Reproduce all entries precisely, down to the last character.
::::::
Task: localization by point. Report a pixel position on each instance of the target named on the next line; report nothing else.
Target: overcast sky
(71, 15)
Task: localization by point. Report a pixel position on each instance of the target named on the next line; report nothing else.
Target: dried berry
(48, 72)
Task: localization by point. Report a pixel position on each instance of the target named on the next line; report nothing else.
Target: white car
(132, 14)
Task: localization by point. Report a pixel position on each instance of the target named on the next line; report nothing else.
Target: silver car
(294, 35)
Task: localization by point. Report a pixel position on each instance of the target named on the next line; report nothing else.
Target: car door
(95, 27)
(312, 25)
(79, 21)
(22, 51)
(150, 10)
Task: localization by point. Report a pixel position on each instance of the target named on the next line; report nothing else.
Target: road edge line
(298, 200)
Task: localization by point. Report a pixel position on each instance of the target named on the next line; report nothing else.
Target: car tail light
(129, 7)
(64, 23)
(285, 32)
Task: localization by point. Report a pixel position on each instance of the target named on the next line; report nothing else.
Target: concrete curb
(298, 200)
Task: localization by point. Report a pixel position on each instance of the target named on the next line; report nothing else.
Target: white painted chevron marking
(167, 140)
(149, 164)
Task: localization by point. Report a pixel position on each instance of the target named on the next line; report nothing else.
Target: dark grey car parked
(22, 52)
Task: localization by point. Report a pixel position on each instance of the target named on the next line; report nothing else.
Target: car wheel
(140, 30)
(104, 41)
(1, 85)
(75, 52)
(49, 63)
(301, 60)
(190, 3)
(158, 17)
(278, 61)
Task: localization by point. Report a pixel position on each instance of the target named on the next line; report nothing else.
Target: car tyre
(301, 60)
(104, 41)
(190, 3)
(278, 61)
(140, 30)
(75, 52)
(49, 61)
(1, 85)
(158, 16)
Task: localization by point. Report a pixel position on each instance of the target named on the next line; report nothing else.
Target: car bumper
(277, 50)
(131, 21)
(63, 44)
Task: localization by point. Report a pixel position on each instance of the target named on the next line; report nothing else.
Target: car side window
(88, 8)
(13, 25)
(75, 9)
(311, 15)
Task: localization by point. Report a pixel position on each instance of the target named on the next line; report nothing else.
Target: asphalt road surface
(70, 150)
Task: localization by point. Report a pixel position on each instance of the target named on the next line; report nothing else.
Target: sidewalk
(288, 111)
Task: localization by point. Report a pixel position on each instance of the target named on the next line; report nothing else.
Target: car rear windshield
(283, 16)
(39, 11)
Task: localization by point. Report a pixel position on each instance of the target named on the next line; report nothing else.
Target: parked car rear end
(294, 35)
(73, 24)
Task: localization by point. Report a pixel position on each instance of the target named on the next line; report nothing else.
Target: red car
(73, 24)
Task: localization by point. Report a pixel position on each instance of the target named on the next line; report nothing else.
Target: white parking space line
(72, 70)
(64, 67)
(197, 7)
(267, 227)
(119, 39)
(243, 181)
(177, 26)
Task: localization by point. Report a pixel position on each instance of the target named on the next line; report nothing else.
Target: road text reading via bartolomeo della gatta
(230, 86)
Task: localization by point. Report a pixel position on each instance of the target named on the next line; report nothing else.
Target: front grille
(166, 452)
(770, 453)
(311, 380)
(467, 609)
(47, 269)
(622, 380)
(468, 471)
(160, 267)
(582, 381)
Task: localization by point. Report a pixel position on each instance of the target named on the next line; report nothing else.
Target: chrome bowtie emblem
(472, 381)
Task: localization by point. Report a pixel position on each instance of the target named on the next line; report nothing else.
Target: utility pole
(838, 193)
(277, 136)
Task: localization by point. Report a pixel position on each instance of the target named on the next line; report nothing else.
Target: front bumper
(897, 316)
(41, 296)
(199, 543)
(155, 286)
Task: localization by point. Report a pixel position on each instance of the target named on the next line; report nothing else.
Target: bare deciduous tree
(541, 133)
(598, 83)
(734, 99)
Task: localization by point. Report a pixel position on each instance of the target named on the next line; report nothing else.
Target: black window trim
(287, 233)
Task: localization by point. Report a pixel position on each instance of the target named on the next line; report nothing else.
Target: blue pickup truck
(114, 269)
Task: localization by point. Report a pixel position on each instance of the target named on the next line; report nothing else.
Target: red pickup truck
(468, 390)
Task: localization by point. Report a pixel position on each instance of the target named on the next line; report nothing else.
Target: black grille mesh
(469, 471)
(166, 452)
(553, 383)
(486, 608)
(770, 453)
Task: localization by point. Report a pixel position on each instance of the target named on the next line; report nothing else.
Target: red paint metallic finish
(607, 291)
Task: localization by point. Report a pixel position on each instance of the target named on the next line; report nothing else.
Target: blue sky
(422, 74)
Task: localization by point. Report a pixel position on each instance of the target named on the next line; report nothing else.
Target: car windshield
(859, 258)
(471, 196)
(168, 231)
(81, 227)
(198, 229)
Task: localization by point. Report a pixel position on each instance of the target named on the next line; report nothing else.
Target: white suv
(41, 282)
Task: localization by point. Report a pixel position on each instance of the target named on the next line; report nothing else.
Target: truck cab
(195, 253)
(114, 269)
::::::
— EXERCISE SOLUTION —
Task: localization by point. Report a pixel position on each instance of the target named on the next line; report nothing else.
Target: overcast sky
(71, 15)
Task: localization by point. Report a pixel position on each instance of the target named on the next line; report nothing else.
Target: dried berry
(48, 72)
Task: localization by point. Report a pixel position on each instance of the target named on the next line; report nothing else.
Target: white car
(132, 14)
Task: localization by point. Report a pixel position on each instance of the target named on the next line; report nothing else.
Target: silver car
(294, 35)
Task: localization by point. Report a pixel position on each instance of the target named on the next line; report nothing else.
Target: car door
(95, 27)
(312, 25)
(79, 21)
(22, 51)
(150, 10)
Task: localization by point. Report a pixel position on each instance of the target named on the next line; report nothing else.
Target: road edge line
(298, 200)
Task: localization by point. Report a pixel position on each instance of the target named on the next line; report nothing else.
Target: car tail light
(129, 7)
(64, 23)
(285, 32)
Task: localization by point. Report a pixel position on each instance of the target named on the next line; report nothing else.
Target: concrete curb
(298, 200)
Task: localization by point. Report a pixel position on each instance of the target named on the next line; report nothing else.
Target: white painted chevron marking
(167, 140)
(149, 164)
Task: localization by point. Report a pixel position on each instance of the target named on the next line; report nothing else.
Target: dark grey car parked
(22, 52)
Task: localization by point. Report a pixel position on each instance of the target named on the next line; report nothing else.
Target: car wheel
(140, 30)
(104, 41)
(1, 85)
(75, 52)
(49, 63)
(301, 60)
(190, 3)
(158, 17)
(278, 61)
Task: localization by point. Report a pixel position on each instance of the target named on the next line; report nothing else.
Target: car tyre
(301, 60)
(104, 41)
(190, 3)
(278, 61)
(140, 30)
(75, 52)
(49, 61)
(1, 85)
(158, 16)
Task: localization by point. Report a pixel position on each instance of the target named on the next line; report nothing else.
Target: car bumper
(277, 50)
(131, 21)
(63, 44)
Task: localization by point. Report a pixel position on each instance of the target named on the next line; report nothing else.
Target: car side window
(88, 8)
(13, 25)
(75, 9)
(311, 15)
Task: localization by point. Report a pixel position on each instance of the target named on the next line; report nothing else.
Target: asphalt road surface
(70, 150)
Task: localization by point. Report a pixel position on each instance of the target named on the next line; report nothing else.
Target: sidewalk
(288, 111)
Task: localization by point. Report a pixel position on each instance of the target named on the next line; report nothing else.
Target: car rear windshield
(283, 16)
(39, 11)
Task: localization by point. Report a pixel position on each instance of the target named on the next line; report nothing else.
Target: parked car rear end
(294, 35)
(73, 24)
Task: localization by point. Report a pixel position on each instance of the target named on the next line; report nothing else.
Target: red car
(73, 24)
Task: localization by point. Report a pixel position on each instance of the target named on the next line; report nothing else.
Target: white parking space line
(72, 70)
(64, 67)
(197, 7)
(267, 227)
(119, 39)
(243, 181)
(177, 26)
Task: localization by point. Report a pixel position on each instance of the target named on the next line; report nothing else.
Target: road text reading via bartolomeo della gatta
(230, 86)
Task: localization by point. Report a pixel position on each instance of the target named on the next line; report nothing else.
Target: front grille
(166, 452)
(770, 453)
(311, 380)
(467, 609)
(47, 269)
(622, 380)
(468, 471)
(160, 267)
(582, 381)
Task: localization by point. Report a pixel position on each instance of the target named on the next line; report nothing else.
Target: chrome bowtie emblem
(472, 381)
Task: localization by point. Report a pixel position on each instance of the target named on the next line; report nothing else.
Target: utility pole
(838, 193)
(277, 136)
Task: localization by point. Report a pixel position on each instance of the target named on the next line; report nothing else.
Target: front bumper
(897, 316)
(41, 296)
(199, 543)
(155, 286)
Task: localization by point. Report a pixel position on each instance of the target named on the next line; report nothing else.
Target: bare deciduous tree
(541, 133)
(598, 83)
(734, 99)
Task: localization by point. Report a pixel position on each instance of the target named on the next line; report nothing else.
Target: black window trim
(287, 233)
Task: localization by point. Report a pixel position on each instance of the target named on the next line; report nothing else.
Target: blue pickup truck
(114, 269)
Task: localization by point. Report a pixel position on each instance of the target named on the next line; report nothing else.
Target: red pickup truck
(468, 390)
Task: localization by point. Report a pixel position on each instance of the target named on the next line; report nothing else.
Target: black grille mesh
(469, 471)
(166, 452)
(553, 383)
(486, 608)
(770, 453)
Task: localization by point. Report a pixel position on each instance of the target named on the next line; report nothing else.
Target: red paint metallic finish
(607, 291)
Task: localization by point. Report a pixel position on each instance of the target named on the next line; report nothing else.
Target: blue sky
(422, 74)
Task: localization by point. Report a pixel position on each instance of the target named on the next line; report nothing else.
Target: car windshield
(859, 258)
(471, 196)
(168, 231)
(81, 227)
(198, 229)
Task: localization by point. Report a pixel position on each instance of the target named on the next line; report nothing else.
Target: white suv
(41, 282)
Task: localization by point. Report a pixel position on each instance of the target named on the next line; report nothing else.
Target: truck cab
(195, 253)
(114, 269)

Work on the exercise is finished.